PROBLEM REQUIREMENTS
Are you able to quote each entry exactly as written?

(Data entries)
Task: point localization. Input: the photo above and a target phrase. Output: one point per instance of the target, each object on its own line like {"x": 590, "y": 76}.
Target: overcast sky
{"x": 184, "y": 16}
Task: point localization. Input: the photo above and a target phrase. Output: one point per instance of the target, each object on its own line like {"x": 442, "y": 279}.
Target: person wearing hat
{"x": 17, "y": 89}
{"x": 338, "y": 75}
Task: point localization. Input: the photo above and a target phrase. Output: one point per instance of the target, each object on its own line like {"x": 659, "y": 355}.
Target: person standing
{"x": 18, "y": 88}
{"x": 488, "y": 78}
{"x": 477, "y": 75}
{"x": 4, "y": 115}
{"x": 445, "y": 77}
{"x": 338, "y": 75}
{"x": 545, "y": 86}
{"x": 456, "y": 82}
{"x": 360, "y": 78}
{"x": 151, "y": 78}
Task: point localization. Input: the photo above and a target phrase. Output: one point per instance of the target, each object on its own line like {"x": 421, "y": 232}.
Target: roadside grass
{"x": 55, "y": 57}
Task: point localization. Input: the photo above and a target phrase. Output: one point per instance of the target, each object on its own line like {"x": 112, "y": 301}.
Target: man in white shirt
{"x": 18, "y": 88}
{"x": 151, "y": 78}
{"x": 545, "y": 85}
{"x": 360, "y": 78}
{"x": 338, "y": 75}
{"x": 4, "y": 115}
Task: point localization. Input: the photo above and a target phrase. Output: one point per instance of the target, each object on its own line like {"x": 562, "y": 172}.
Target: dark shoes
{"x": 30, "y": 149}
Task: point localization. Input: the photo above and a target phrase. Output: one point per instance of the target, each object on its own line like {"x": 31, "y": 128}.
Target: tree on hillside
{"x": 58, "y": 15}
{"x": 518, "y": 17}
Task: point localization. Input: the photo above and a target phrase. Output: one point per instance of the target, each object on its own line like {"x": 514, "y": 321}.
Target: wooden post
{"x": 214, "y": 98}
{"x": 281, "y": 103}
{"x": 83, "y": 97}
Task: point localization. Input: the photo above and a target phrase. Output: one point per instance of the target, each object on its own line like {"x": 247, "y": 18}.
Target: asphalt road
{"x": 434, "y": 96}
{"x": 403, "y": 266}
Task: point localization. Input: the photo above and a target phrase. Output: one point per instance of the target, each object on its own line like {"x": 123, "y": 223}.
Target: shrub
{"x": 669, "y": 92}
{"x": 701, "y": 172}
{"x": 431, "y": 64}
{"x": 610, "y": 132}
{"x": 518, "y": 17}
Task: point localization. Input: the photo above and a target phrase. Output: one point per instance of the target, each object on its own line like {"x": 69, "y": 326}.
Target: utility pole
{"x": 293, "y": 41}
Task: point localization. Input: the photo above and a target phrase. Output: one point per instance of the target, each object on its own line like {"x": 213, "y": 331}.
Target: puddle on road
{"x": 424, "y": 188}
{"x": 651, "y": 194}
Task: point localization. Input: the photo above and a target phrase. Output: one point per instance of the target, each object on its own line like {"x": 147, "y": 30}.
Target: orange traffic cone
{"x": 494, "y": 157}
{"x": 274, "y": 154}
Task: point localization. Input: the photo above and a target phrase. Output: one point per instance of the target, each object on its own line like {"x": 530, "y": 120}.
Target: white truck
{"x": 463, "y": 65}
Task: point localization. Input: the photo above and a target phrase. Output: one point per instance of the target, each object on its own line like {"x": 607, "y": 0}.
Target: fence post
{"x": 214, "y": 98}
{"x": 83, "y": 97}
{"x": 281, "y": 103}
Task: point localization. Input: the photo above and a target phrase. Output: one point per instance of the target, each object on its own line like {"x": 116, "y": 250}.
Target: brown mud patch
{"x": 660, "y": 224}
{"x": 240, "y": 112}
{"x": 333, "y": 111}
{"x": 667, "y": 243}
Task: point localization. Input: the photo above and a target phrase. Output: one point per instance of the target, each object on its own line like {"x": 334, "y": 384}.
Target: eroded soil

ANSWER TO THE TASK
Task: point localization. Input: the photo above and a target phrase. Output: one point per instance of the target, each object on its own line like {"x": 590, "y": 76}.
Target: overcast sky
{"x": 184, "y": 16}
Task: point localization. Input: the photo above and a target phrase. Output: one point per instance of the target, each object on its own line like {"x": 442, "y": 279}.
Target: person wearing hat
{"x": 17, "y": 89}
{"x": 338, "y": 75}
Task: point localization. Input: the photo above and a target phrase. Output: one point per instance of the target, each object on its own line like {"x": 659, "y": 355}.
Target: person standing
{"x": 18, "y": 88}
{"x": 488, "y": 78}
{"x": 477, "y": 75}
{"x": 4, "y": 115}
{"x": 445, "y": 77}
{"x": 338, "y": 75}
{"x": 545, "y": 86}
{"x": 456, "y": 82}
{"x": 360, "y": 78}
{"x": 151, "y": 78}
Task: point localization. Input: the photo above and a target phrase. Output: one point per instance of the target, each object on its own line like {"x": 421, "y": 232}.
Target: roadside grass
{"x": 55, "y": 57}
Task: point localization. Input: the photo above and a target phrase. Output: one point per instance of the target, each object on its own line like {"x": 112, "y": 301}.
Target: man in white shirt
{"x": 18, "y": 88}
{"x": 151, "y": 78}
{"x": 545, "y": 85}
{"x": 360, "y": 78}
{"x": 338, "y": 75}
{"x": 4, "y": 115}
Task: point localization. Input: the photo above and a target phrase. Output: one point per instance of the target, each object on its own line like {"x": 562, "y": 172}.
Target: dark shoes
{"x": 30, "y": 149}
Task: point localization. Input: the photo above and a target phrase. Output: one point per instance of the target, each object on its own line like {"x": 31, "y": 128}.
Target: tree on hillside
{"x": 58, "y": 15}
{"x": 518, "y": 17}
Task: point localization. Input: the photo above and a target phrase. Output: one point per instance of the target, each object on its own line like {"x": 514, "y": 321}.
Target: wooden post
{"x": 214, "y": 98}
{"x": 281, "y": 103}
{"x": 83, "y": 97}
Task: point localization. Input: the photo above and a target phrase. Output: one point per instance of the target, each object on its own line like {"x": 247, "y": 18}.
Target: asphalt road
{"x": 434, "y": 96}
{"x": 403, "y": 266}
Task: point localization. Input: the photo above and a target phrase. Output: one point per instance of the target, each object on its own line like {"x": 123, "y": 223}.
Target: shrub
{"x": 669, "y": 92}
{"x": 701, "y": 172}
{"x": 431, "y": 64}
{"x": 610, "y": 132}
{"x": 518, "y": 17}
Task: point localization. Input: the photo above and a target phrase. Output: one point per instance of the target, each object on its own line like {"x": 69, "y": 326}.
Target: utility pole
{"x": 293, "y": 41}
Task: point localization. Input: the photo above and a target phrase. Output: one point per instance of the target, each object on its own line like {"x": 213, "y": 331}.
Target: puddle on road
{"x": 424, "y": 188}
{"x": 651, "y": 194}
Task: point localization. Input: the photo above and a target phrase. Output: one point per instance of the target, each object on its own line like {"x": 147, "y": 30}.
Target: orange traffic cone
{"x": 494, "y": 157}
{"x": 274, "y": 154}
Task: point localization. Input: the photo above and a target phrase. Output: one point per instance of the target, each object on its own line like {"x": 530, "y": 120}.
Target: white truck
{"x": 463, "y": 65}
Task: point localization. Input: the photo above and a target phrase. Output: one point per instance of the target, each object on its own line like {"x": 607, "y": 0}.
Target: fence post
{"x": 214, "y": 98}
{"x": 83, "y": 97}
{"x": 281, "y": 103}
Task: point localization. Input: the photo above and a target phrase. Output: one point per instance of the target, each object on its own line like {"x": 116, "y": 250}.
Target: brown mud patch
{"x": 660, "y": 224}
{"x": 240, "y": 112}
{"x": 333, "y": 111}
{"x": 667, "y": 243}
Task: point localization. Input: the photo above and a target phrase. Output: one point per instance of the target, each object on its own line like {"x": 334, "y": 384}.
Target: eroded soil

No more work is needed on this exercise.